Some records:
***
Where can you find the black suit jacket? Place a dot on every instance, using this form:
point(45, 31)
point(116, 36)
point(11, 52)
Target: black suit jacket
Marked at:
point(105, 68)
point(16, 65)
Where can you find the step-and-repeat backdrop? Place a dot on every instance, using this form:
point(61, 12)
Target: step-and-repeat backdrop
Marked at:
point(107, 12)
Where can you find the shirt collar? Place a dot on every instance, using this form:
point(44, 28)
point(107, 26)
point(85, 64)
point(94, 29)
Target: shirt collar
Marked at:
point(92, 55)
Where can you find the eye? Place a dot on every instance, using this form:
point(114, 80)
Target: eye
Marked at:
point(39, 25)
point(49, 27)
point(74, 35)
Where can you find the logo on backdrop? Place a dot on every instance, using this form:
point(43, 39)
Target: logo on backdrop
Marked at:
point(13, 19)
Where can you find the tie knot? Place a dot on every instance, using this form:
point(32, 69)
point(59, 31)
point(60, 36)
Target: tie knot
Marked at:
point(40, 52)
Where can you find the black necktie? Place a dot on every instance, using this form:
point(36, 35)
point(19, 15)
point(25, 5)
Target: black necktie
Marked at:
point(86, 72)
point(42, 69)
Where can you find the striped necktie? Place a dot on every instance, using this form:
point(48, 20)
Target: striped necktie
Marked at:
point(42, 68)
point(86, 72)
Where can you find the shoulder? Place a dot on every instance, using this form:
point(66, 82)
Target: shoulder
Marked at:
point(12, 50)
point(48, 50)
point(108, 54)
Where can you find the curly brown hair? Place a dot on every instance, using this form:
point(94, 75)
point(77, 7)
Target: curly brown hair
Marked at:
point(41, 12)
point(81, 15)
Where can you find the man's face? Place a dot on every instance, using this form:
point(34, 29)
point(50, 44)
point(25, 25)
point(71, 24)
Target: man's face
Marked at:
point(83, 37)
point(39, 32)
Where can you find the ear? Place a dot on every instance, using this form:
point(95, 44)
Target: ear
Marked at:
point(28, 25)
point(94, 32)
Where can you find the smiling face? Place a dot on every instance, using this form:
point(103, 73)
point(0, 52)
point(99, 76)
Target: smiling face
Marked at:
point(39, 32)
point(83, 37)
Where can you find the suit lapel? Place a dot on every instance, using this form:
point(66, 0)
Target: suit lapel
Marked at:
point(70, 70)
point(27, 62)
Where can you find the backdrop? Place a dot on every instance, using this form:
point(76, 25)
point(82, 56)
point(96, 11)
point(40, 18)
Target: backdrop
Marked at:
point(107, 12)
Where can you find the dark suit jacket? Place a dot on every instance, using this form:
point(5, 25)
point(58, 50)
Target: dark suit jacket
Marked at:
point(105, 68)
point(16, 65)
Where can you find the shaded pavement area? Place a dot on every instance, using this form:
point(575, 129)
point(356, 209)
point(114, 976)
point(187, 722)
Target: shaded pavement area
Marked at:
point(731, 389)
***
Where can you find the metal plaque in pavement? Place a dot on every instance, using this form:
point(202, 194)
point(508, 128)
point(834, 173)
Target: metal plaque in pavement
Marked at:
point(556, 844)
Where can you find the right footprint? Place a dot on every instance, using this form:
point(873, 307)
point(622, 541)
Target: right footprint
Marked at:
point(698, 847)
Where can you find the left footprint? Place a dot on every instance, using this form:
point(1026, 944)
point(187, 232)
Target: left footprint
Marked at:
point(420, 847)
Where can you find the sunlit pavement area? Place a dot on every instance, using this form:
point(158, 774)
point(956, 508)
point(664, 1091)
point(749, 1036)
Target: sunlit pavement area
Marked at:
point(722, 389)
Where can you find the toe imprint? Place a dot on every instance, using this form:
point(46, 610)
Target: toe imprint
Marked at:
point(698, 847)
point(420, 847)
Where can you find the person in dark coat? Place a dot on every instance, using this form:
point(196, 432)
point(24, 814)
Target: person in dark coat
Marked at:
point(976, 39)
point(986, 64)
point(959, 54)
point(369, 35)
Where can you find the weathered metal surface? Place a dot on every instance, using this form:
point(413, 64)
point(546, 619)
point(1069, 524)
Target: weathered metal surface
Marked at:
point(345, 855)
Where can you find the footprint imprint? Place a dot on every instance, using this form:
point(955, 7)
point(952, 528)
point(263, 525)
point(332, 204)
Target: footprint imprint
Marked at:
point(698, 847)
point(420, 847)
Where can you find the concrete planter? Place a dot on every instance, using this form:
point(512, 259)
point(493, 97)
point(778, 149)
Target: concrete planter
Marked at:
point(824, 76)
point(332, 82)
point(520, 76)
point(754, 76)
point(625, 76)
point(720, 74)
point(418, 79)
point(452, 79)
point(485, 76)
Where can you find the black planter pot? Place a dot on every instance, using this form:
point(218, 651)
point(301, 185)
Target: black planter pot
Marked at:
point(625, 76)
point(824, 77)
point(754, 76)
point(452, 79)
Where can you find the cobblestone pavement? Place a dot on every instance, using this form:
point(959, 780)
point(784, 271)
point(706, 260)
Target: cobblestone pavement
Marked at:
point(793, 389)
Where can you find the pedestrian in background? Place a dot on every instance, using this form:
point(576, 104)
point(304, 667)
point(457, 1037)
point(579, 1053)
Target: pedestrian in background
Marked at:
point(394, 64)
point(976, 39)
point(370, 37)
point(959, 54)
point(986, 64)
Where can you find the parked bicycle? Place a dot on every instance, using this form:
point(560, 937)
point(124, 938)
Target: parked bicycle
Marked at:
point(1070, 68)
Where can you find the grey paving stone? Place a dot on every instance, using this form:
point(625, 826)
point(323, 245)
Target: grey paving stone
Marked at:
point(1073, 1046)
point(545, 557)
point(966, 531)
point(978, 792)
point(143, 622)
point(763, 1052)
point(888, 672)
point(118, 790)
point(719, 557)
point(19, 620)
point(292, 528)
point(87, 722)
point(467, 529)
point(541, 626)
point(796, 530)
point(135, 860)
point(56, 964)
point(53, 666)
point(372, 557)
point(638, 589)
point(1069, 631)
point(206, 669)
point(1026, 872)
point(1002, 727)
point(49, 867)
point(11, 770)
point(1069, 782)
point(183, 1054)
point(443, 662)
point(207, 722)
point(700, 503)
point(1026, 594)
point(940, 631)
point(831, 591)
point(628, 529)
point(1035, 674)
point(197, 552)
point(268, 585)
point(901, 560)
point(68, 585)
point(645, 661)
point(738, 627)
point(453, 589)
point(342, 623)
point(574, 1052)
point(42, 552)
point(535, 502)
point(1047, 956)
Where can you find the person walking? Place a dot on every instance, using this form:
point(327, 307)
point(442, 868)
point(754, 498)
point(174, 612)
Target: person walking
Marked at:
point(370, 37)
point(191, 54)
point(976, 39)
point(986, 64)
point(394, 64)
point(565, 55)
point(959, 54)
***
Exercise prompt:
Rewrite every line of the items, starting with the line containing "Where can you find the right" and going on through the line containing "point(345, 855)". Add -66 to each coordinate in the answer points, and leave all other lines unchanged.

Full response:
Where can you find the right footprint? Place a dot on every instance, using this form:
point(873, 307)
point(622, 541)
Target: right footprint
Marked at:
point(632, 781)
Where can you find the left footprint? Place a dot on every instance, using this form:
point(1026, 944)
point(187, 232)
Target: left footprint
Marked at:
point(354, 781)
Where can you find the sunlit pavement area? Place a dot on every instance, using this form:
point(158, 774)
point(956, 508)
point(664, 1091)
point(749, 1036)
Target: sunlit pavement area
Marked at:
point(656, 323)
Where can you find the toe imprint? Place a dot on every instance, using this form:
point(46, 610)
Target: toe imprint
Marked at:
point(632, 781)
point(354, 781)
Where can you find the person in dark coat? Place a dot on every instance, using this form:
point(196, 432)
point(24, 814)
Target: person in dark coat
Marked at:
point(910, -27)
point(920, -2)
point(893, -12)
point(303, -31)
Where can you find the weathered metal surface? Place a dot on every instance, using this form:
point(413, 64)
point(546, 619)
point(1069, 524)
Target: weathered metal surface
Marked at:
point(279, 789)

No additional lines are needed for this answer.